Direction 1:
In the passage on the next bear market, swap "asset prices" for "stock prices" and write out the part that opens with the words "What will cause" and closes with "of asset prices.".

Article:
BEGIN
Shawn Langlois: “I recognize the notion of a two-thirds market loss seems preposterous. Then again, so did similar projections before the 2000-2002 and 2007-09 collapses.”

What will cause the next bear market? Numerous catalysts could pressure such a downturn in the equity markets:

  • An exogenous geopolitical event
  • A credit-related event (most likely)
  • Failure of a major financial institution
  • Recession
  • Falling profits and earnings
  • An inflationary or deflationary spike
  • A loss of confidence by corporations that contracts share buybacks

Whatever the event is, which is currently unexpected and unanticipated, the decline in asset prices will initiate a “chain reaction.”

  • Investors will begin to panic as asset prices drop, curtailing economic activity and further pressuring economic growth.
  • The pressure on asset prices and weaker economic growth, which impairs corporate earnings, shifts corporate views from “share repurchases” to “liquidity preservation.” Such removes critical support of asset prices.
END
Direction 2:
Output the entire listing below as a JSON list of strings, one string per line, with blank lines left out. Leave the pictures out of the answer.

Supplied data:
BEGIN
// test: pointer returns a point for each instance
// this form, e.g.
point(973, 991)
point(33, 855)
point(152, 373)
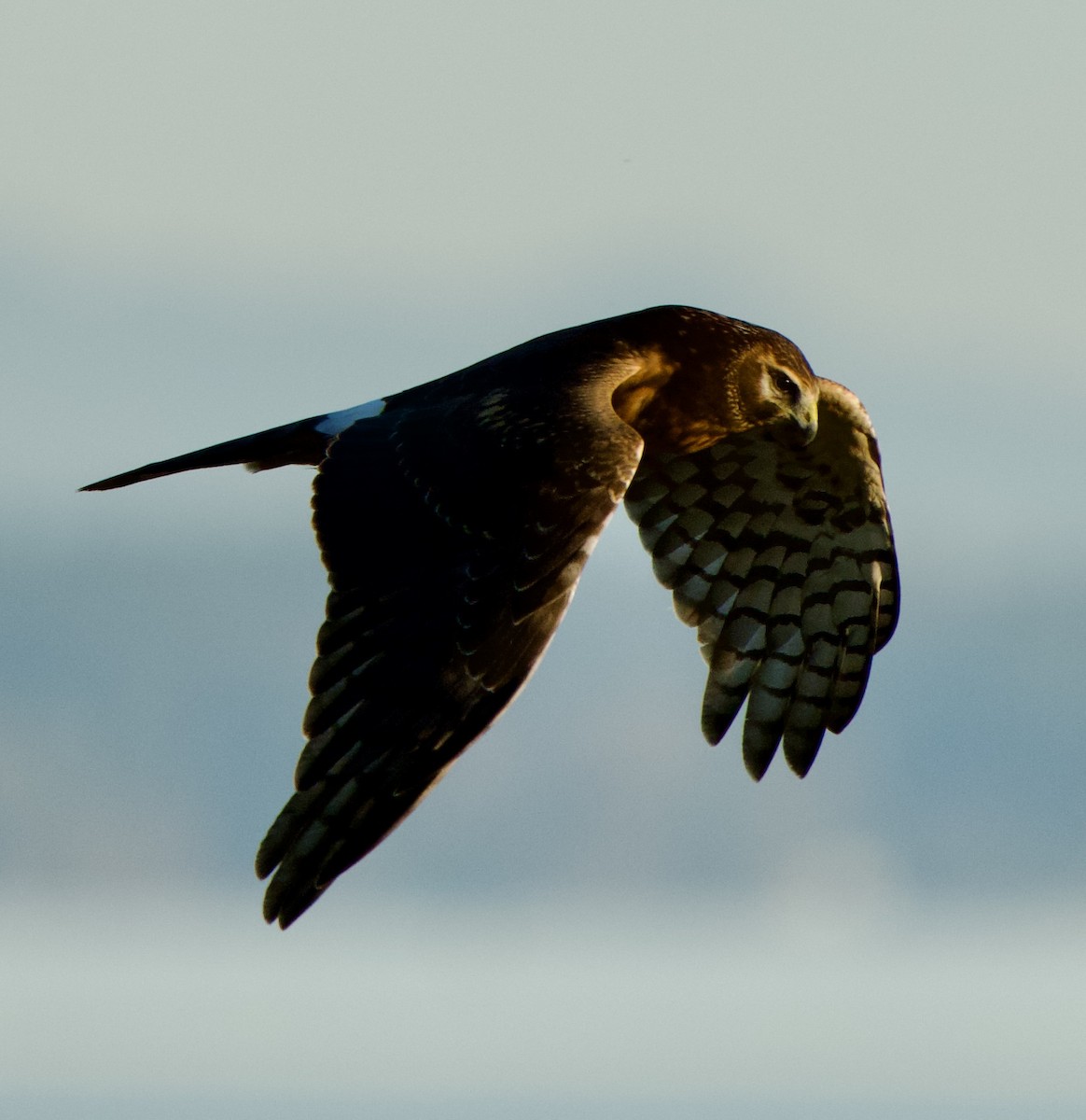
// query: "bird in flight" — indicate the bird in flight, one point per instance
point(454, 520)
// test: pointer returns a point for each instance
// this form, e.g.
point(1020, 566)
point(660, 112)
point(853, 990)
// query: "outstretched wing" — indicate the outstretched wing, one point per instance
point(784, 560)
point(453, 533)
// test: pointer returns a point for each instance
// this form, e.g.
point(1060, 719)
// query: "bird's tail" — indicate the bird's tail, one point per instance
point(301, 441)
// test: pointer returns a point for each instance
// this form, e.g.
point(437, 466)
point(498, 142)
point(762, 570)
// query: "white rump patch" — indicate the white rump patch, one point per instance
point(336, 423)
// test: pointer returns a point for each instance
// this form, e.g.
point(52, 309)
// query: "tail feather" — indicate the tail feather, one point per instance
point(299, 442)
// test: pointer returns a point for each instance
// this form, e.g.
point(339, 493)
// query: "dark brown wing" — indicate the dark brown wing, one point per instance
point(784, 560)
point(453, 533)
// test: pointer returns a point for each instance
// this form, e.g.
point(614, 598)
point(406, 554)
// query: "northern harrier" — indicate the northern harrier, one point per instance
END
Problem solution 1:
What will cause the next bear market? Numerous catalysts could pressure such a downturn in the equity markets:

  • An exogenous geopolitical event
  • A credit-related event (most likely)
  • Failure of a major financial institution
  • Recession
  • Falling profits and earnings
  • An inflationary or deflationary spike
  • A loss of confidence by corporations that contracts share buybacks

Whatever the event is, which is currently unexpected and unanticipated, the decline in stock prices will initiate a “chain reaction.”

  • Investors will begin to panic as stock prices drop, curtailing economic activity and further pressuring economic growth.
  • The pressure on stock prices and weaker economic growth, which impairs corporate earnings, shifts corporate views from “share repurchases” to “liquidity preservation.” Such removes critical support of stock prices.

Problem solution 2:
[
  "// test: pointer returns a point for each instance",
  "// this form, e.g.",
  "point(973, 991)",
  "point(33, 855)",
  "point(152, 373)",
  "// query: \"bird in flight\" — indicate the bird in flight, one point per instance",
  "point(454, 520)",
  "// test: pointer returns a point for each instance",
  "// this form, e.g.",
  "point(1020, 566)",
  "point(660, 112)",
  "point(853, 990)",
  "// query: \"outstretched wing\" — indicate the outstretched wing, one point per instance",
  "point(784, 560)",
  "point(453, 533)",
  "// test: pointer returns a point for each instance",
  "// this form, e.g.",
  "point(1060, 719)",
  "// query: \"bird's tail\" — indicate the bird's tail, one point per instance",
  "point(301, 441)",
  "// test: pointer returns a point for each instance",
  "// this form, e.g.",
  "point(437, 466)",
  "point(498, 142)",
  "point(762, 570)",
  "// query: \"white rump patch\" — indicate the white rump patch, one point per instance",
  "point(336, 423)",
  "// test: pointer returns a point for each instance",
  "// this form, e.g.",
  "point(52, 309)",
  "// query: \"tail feather\" — indicate the tail feather, one point per instance",
  "point(299, 442)",
  "// test: pointer returns a point for each instance",
  "// this form, e.g.",
  "point(339, 493)",
  "// query: \"dark brown wing\" — indicate the dark brown wing, one point per instance",
  "point(784, 560)",
  "point(453, 533)",
  "// test: pointer returns a point for each instance",
  "// this form, e.g.",
  "point(614, 598)",
  "point(406, 554)",
  "// query: \"northern harrier\" — indicate the northern harrier, one point per instance"
]